CYCLE MODE international 2007 その9

(パーツ-用品編 1/2)




■ Campagnolo


エルネスト・コルナゴ生誕75周年ということもあって、コルナゴのフロントフォークの肩には軒並み75のサインが踊っていましたが、カンパも来年で創立75周年を迎えます。しかし、コンポについては特にアニバーサリーモデルといったものもないようで、昨年のモデルチェンジが多岐に渡ったせいか、今年は大した動きがありませんでした。トップグレードのレコードも昨年はフルモデルチェンジに近かった反動でしょうか、今年「NEW」の文字が付されたのはフロントディレイラーだけでした。



パッと見どこがどう変わったのか解りにくいのですが、ガイドプレートの形状などが微妙に変わりました。これまでスタンダードクランクとコンパクトクランクで各々専用のディレイラーを使わなければならなかったのですが、これ一つで両方に対応できるようになったという点が最大のポイントです。ま、カンパユーザー以外にはどうでも良い情報かも知れませんけど。



■ SRAM


今シーズン、スラムのロード用コンポはサウニエル・ドゥバルへ供給され、クラシックでもグランツールでも活躍しました。殊にジロではエースのジルベルト・シモーニがリクイガスのダニーロ・ディルーカと終盤まで総合優勝争いを演じ、レオナルド・ピエポリはマリア・ヴェルデ(山岳賞)を獲得するなどの奮闘ぶりが光りましたね。

シーズン前、某女性ライターの土○志穂さんが自身のブログで「ミラーがTTTでチェーンを外さなきゃいいけど。」などとスラムの信頼性を疑うようなことを書いていたので、私は思わず「スラムはドイツのザックスを買収したわけですから、旧ザックス時代の経験からしてロード用コンポも素人というわけではありません。」とのコメントを書き込んでしまいました。

今にして思えばあの書き込みは少々小姑じみていたかも知れませんが、ザックスは過去にツールを経験しているメーカーですから、彼女の老婆心はスラムに対してむしろ失礼な部類に入るでしょう。1999年からツールを追いかけ始めた新参ライターには少々酷かも知れませんが、プロのライターがライフワークと定めたのなら、もう少し勉強して欲しいものですね。
####
▶ 課題の要件
(a) 自転車パーツの記事によると、今年のレコードで「NEW」の文字が付されたのはどの部品ですか。
(b) 自転車パーツの記事を、最後の文に続けて書き継いでください。
なお、資料は参照しなくても差し支えありません。

(コレクション項目)
####
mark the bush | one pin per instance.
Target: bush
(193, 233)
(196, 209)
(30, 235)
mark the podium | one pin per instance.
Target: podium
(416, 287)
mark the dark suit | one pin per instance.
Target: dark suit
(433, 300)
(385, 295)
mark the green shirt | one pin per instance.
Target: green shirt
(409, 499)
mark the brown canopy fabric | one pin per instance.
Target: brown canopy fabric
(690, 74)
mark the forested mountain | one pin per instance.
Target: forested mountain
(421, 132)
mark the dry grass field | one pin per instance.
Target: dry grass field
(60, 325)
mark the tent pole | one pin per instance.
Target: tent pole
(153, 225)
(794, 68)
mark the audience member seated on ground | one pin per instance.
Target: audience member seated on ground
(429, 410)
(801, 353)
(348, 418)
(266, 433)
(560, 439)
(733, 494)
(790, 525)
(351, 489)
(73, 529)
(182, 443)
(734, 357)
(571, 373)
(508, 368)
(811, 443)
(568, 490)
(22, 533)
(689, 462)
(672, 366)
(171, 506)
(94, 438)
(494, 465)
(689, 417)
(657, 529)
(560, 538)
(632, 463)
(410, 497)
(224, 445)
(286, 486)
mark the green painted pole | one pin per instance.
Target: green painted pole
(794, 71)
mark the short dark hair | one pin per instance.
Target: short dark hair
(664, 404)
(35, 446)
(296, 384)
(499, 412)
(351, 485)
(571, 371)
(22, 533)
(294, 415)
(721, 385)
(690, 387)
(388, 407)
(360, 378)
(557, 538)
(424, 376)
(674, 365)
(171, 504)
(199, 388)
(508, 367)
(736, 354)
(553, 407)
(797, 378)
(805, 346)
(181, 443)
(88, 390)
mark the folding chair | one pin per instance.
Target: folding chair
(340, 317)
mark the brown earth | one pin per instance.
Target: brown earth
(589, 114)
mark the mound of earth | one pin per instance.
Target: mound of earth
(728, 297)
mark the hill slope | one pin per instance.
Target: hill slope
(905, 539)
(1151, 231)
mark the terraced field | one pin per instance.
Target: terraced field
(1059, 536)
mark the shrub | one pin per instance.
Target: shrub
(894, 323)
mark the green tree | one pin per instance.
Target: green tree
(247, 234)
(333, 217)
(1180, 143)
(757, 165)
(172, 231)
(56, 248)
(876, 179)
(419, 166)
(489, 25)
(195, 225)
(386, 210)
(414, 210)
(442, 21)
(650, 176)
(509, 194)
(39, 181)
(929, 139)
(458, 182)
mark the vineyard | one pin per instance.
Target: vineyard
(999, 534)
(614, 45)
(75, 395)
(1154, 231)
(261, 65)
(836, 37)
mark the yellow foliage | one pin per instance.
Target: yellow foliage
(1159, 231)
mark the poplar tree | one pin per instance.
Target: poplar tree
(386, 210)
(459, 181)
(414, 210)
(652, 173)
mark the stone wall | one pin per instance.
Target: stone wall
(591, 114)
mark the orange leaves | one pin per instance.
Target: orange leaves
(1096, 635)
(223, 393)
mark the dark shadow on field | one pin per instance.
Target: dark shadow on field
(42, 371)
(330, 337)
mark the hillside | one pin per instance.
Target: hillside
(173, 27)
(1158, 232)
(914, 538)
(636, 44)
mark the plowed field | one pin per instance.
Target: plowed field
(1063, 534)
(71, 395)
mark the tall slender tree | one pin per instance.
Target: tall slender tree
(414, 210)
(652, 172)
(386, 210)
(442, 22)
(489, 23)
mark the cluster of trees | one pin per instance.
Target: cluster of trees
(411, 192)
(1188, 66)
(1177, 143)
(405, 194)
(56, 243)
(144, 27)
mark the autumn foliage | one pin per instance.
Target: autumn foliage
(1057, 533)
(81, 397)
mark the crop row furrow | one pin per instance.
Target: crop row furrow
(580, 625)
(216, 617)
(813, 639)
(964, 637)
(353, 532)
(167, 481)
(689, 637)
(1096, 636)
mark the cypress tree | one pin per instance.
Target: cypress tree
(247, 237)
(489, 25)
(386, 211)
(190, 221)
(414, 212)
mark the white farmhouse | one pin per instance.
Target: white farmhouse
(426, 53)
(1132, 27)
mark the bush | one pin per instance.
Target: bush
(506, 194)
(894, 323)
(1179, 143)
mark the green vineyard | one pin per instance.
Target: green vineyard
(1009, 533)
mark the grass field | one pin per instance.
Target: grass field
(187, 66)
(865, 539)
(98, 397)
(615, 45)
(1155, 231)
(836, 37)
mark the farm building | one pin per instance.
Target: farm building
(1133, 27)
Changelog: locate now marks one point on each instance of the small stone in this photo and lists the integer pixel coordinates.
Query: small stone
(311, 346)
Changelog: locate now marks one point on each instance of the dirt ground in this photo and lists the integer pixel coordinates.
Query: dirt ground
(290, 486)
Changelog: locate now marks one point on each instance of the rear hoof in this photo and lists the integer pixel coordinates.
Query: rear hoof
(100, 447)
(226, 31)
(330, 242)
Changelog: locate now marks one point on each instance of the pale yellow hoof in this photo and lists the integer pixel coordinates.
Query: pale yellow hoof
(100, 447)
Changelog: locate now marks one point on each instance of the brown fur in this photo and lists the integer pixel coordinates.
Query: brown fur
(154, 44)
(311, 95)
####
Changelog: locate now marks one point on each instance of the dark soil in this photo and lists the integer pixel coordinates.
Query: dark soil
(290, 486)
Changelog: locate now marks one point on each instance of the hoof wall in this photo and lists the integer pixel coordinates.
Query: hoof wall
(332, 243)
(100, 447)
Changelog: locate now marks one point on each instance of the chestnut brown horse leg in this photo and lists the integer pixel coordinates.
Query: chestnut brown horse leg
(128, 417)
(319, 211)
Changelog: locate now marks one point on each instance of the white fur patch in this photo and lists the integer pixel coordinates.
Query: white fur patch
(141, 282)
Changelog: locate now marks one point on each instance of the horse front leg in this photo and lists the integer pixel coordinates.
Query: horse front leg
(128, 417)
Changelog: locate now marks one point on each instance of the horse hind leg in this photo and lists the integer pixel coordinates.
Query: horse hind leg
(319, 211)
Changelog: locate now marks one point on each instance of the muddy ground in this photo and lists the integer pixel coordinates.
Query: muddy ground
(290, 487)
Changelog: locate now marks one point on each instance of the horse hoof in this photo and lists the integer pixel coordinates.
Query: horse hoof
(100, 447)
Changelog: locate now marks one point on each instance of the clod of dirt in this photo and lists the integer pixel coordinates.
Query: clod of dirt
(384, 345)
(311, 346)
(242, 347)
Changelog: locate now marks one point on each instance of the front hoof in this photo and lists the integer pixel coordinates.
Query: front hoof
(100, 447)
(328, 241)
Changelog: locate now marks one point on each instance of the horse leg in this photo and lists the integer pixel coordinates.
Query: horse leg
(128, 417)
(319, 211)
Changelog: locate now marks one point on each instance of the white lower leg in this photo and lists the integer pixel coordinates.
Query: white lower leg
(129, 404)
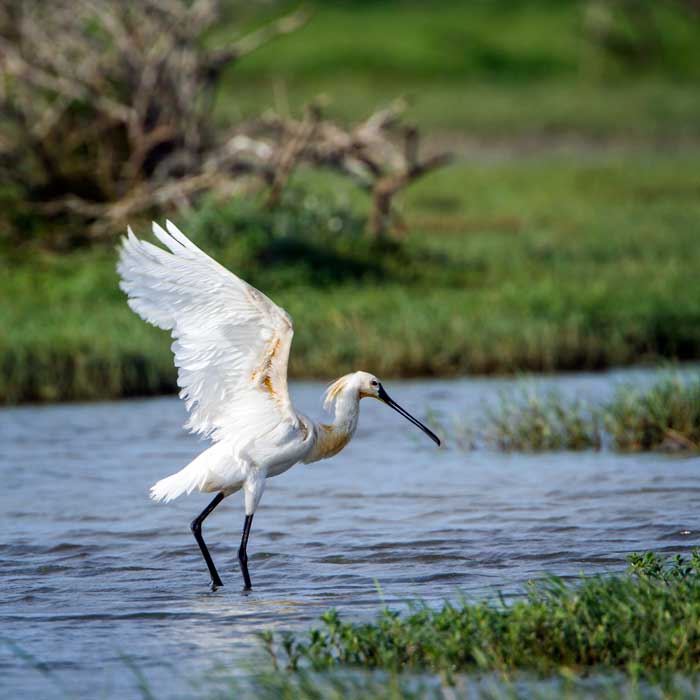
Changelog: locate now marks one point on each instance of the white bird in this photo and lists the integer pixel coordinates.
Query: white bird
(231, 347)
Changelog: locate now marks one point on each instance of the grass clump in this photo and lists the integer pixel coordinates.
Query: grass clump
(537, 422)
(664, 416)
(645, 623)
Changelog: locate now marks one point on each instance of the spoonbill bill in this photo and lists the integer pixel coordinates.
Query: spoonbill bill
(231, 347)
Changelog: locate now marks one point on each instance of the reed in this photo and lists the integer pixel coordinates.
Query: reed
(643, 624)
####
▶ 解答
(a) フロントディレイラーだけです。

(b)
トレックのところでも触れましたが、来シーズンはアスタナへの供給も決まったようです。選手もスタッフもフレームも、ツールの勝ち方を熟知していますし、来年のツールは優勝候補筆頭に挙げても良いくらいチーム力は強化されています。プロロード供給2年目でスラムはツールチャンピオンコンポとなれるのか? 大注目です。





さて、スラムのトピックはやはりロード用最高級コンポ「レッド」のリリースでしょう。昨年ラインナップされた「フォース」「ライバル」の上位に置かれる極めて贅沢なコンポです。スプロケットカセットが目玉になるコンポというのもあまり記憶にありませんが、兎に角、レッドで最も目を引くのはCNC切削で作られたこれですね。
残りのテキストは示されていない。